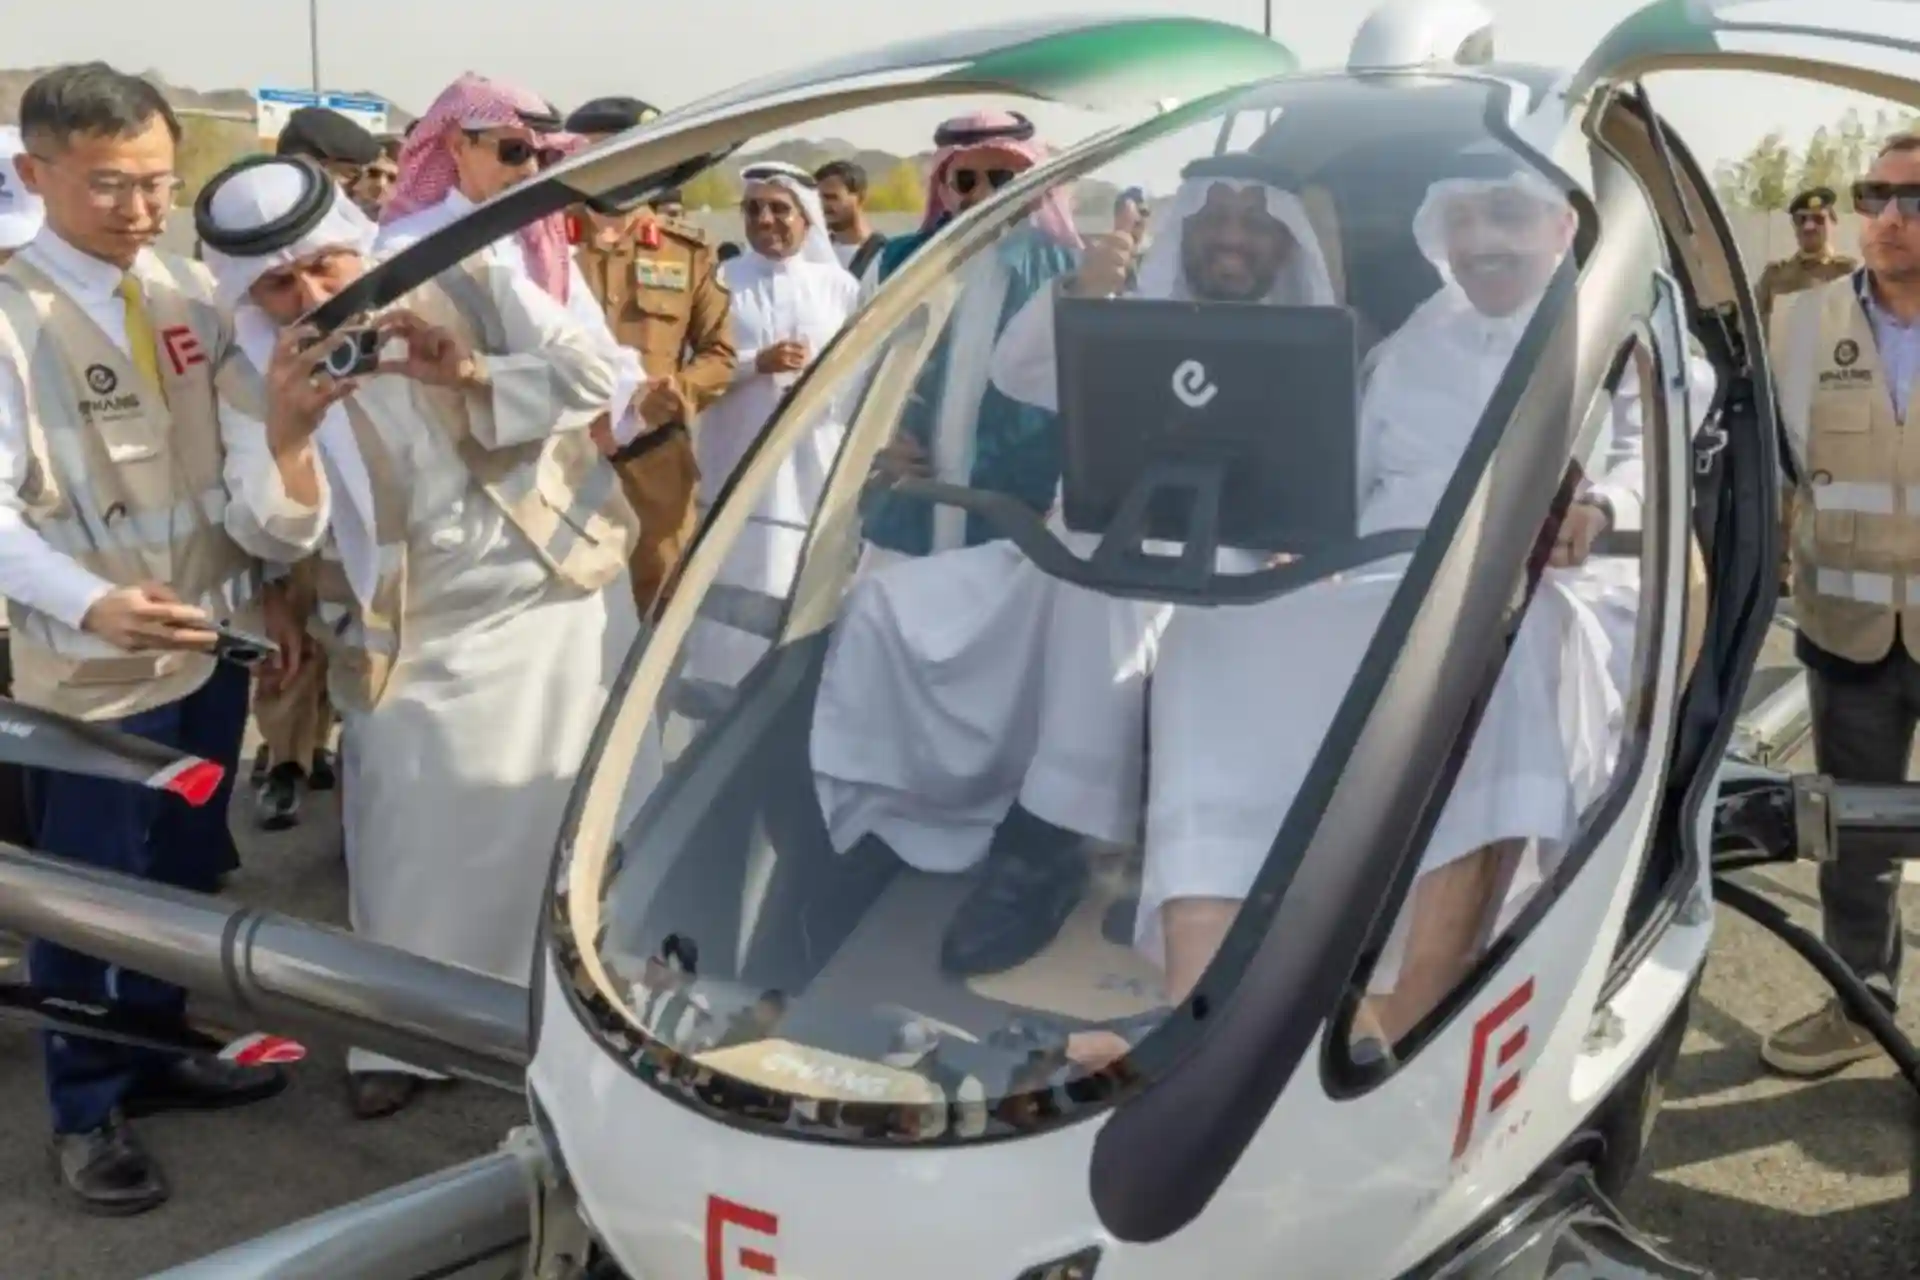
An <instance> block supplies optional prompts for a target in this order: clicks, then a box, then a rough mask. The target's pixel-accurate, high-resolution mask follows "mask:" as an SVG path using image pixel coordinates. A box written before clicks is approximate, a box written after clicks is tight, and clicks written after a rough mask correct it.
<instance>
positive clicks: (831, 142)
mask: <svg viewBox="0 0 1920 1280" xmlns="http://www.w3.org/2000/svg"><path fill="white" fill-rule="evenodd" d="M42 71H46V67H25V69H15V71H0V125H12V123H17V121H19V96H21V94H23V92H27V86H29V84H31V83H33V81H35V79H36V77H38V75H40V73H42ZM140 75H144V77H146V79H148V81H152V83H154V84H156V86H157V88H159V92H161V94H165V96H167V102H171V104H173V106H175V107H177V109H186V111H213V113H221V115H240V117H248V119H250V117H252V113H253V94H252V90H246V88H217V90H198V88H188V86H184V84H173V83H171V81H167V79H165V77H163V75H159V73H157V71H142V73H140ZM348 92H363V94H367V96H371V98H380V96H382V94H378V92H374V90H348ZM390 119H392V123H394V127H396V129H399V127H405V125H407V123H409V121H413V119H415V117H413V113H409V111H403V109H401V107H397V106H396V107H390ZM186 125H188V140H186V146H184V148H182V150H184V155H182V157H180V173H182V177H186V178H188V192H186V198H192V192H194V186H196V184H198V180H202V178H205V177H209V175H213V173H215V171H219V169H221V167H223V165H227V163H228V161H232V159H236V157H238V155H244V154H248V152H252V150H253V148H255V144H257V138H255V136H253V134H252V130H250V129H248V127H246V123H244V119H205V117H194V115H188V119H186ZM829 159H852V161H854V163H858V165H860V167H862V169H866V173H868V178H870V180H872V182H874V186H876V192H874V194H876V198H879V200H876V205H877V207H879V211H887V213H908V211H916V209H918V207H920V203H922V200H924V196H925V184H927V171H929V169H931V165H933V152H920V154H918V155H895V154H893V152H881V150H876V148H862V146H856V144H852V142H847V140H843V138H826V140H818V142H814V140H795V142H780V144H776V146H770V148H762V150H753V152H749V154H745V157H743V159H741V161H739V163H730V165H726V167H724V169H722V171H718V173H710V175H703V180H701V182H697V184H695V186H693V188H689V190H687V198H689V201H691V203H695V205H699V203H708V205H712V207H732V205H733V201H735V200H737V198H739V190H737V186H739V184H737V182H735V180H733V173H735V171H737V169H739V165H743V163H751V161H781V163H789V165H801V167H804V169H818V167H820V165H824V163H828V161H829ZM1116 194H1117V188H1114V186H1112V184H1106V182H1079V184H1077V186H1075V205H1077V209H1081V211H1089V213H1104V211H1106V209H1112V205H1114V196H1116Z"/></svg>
______
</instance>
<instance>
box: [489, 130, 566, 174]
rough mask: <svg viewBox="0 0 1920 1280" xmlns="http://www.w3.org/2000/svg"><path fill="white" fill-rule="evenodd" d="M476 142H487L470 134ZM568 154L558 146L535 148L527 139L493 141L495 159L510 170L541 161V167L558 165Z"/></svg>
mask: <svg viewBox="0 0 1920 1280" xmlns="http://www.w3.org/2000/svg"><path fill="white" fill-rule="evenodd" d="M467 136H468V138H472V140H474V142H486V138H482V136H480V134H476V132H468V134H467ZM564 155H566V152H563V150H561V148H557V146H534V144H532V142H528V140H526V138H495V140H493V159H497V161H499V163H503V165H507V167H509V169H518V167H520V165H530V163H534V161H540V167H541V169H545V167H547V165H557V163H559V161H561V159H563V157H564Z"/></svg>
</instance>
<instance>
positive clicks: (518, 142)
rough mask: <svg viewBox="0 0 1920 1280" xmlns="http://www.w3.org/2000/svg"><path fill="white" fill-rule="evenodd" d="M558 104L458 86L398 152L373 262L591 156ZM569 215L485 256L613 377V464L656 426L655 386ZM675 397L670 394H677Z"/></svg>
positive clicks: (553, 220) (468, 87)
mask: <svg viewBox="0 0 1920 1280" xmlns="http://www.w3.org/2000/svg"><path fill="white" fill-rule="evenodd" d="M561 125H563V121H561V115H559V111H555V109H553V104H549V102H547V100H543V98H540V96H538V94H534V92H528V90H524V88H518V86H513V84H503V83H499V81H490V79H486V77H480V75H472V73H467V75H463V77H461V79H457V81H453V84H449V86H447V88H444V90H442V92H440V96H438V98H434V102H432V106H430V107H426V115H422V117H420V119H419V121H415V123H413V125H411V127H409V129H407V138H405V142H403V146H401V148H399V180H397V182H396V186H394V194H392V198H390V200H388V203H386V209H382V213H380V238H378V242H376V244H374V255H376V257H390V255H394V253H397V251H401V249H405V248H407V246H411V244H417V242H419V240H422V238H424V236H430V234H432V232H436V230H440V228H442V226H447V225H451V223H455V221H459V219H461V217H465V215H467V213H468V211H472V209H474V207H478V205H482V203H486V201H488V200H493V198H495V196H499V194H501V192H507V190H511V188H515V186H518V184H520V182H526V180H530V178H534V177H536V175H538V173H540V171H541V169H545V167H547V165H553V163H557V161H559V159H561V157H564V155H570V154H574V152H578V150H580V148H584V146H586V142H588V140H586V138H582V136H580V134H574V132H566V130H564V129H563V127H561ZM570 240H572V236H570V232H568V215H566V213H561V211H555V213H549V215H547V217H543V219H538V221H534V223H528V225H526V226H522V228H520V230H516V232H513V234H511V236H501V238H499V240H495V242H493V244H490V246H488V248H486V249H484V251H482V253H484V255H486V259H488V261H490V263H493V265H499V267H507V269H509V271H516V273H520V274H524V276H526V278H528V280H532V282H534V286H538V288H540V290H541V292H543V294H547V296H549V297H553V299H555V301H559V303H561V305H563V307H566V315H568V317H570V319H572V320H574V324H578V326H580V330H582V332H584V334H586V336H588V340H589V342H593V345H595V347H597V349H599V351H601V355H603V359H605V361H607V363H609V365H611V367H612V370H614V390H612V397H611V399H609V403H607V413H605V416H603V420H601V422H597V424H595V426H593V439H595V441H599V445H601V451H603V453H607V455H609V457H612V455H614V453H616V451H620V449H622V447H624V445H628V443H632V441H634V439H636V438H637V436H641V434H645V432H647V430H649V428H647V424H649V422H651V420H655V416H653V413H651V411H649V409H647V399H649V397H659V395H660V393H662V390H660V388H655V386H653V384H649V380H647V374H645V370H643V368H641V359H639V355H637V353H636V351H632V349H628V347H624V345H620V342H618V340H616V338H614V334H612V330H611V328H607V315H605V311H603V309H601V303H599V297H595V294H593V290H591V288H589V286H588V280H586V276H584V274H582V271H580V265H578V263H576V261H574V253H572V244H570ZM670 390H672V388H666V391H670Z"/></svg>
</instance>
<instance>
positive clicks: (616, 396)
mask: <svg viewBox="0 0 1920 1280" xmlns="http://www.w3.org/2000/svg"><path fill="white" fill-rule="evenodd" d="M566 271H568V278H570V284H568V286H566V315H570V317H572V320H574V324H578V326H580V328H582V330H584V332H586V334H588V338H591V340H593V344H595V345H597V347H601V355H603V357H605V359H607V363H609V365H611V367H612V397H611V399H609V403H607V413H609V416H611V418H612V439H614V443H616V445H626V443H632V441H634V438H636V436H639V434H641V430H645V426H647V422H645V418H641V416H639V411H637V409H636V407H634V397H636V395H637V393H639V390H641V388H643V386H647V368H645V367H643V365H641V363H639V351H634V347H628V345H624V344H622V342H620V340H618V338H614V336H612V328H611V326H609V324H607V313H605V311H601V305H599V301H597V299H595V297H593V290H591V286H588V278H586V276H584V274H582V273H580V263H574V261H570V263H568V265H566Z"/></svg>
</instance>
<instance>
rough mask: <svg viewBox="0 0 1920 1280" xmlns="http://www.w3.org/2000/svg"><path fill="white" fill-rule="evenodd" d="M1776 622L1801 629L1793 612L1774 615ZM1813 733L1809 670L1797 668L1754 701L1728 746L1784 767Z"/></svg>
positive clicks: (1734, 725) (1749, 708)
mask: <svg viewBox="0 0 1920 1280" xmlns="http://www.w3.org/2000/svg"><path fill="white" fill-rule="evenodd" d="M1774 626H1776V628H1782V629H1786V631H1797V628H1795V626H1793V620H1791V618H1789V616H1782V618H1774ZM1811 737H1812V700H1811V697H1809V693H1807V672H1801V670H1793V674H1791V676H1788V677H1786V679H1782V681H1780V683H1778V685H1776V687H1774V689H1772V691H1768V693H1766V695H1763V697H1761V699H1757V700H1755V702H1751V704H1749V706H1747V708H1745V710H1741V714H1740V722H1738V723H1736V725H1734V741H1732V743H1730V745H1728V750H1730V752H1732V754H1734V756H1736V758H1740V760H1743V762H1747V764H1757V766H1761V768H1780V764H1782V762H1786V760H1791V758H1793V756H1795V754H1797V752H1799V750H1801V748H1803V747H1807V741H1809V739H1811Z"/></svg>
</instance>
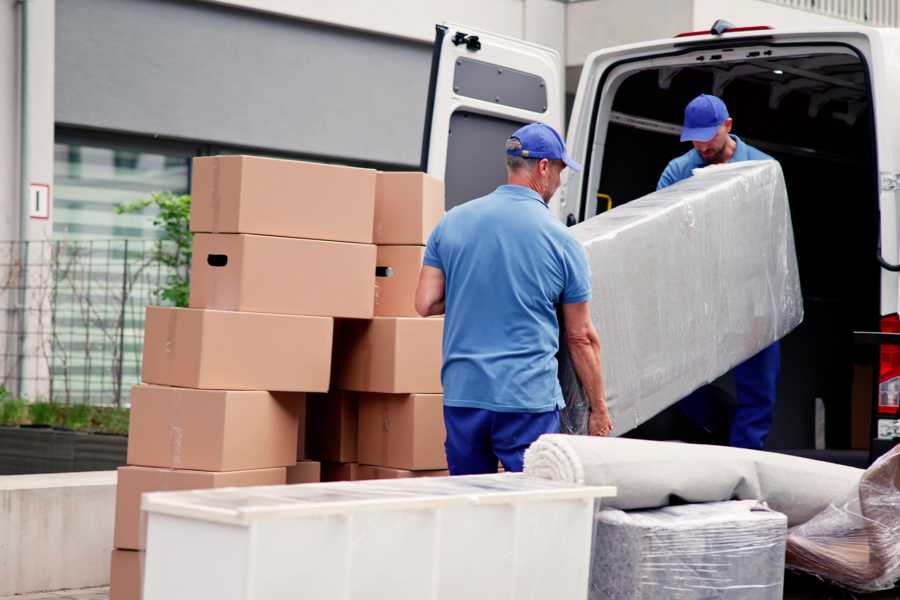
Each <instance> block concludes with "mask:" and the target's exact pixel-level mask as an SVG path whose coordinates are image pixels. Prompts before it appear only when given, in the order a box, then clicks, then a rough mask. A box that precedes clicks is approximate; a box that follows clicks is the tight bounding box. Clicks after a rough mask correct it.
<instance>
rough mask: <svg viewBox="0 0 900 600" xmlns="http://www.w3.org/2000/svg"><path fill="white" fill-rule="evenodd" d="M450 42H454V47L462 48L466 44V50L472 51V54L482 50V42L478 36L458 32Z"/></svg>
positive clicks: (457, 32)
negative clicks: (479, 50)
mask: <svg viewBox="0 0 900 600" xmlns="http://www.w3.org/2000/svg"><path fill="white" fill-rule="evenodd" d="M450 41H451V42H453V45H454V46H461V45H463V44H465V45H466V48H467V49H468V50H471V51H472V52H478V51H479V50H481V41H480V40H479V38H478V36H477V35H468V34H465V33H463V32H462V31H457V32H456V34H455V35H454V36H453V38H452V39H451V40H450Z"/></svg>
______
Work required: For the string "after", filter the data and copy out each line where it occurs.

Result:
An <instance> block supplies optional prompts for a target in this order: clicks, then a box, then a rough mask. The target's pixel-accurate, high-resolution mask follows "mask:" as an SVG path using image pixel coordinates. A box written before clicks is approximate, a box written after clicks is tight, and clicks written after a rough mask correct it.
Each <instance> block concludes with "mask:" and the target's exact pixel-level mask as an SVG path whose coordinates are image pixels. Prompts before it appear only when given, in the order a box, then clicks, then a rough mask. A box that precedes clicks is approximate; a box that follows clicks is the tight bounding box. Clicks after a rough mask correct it.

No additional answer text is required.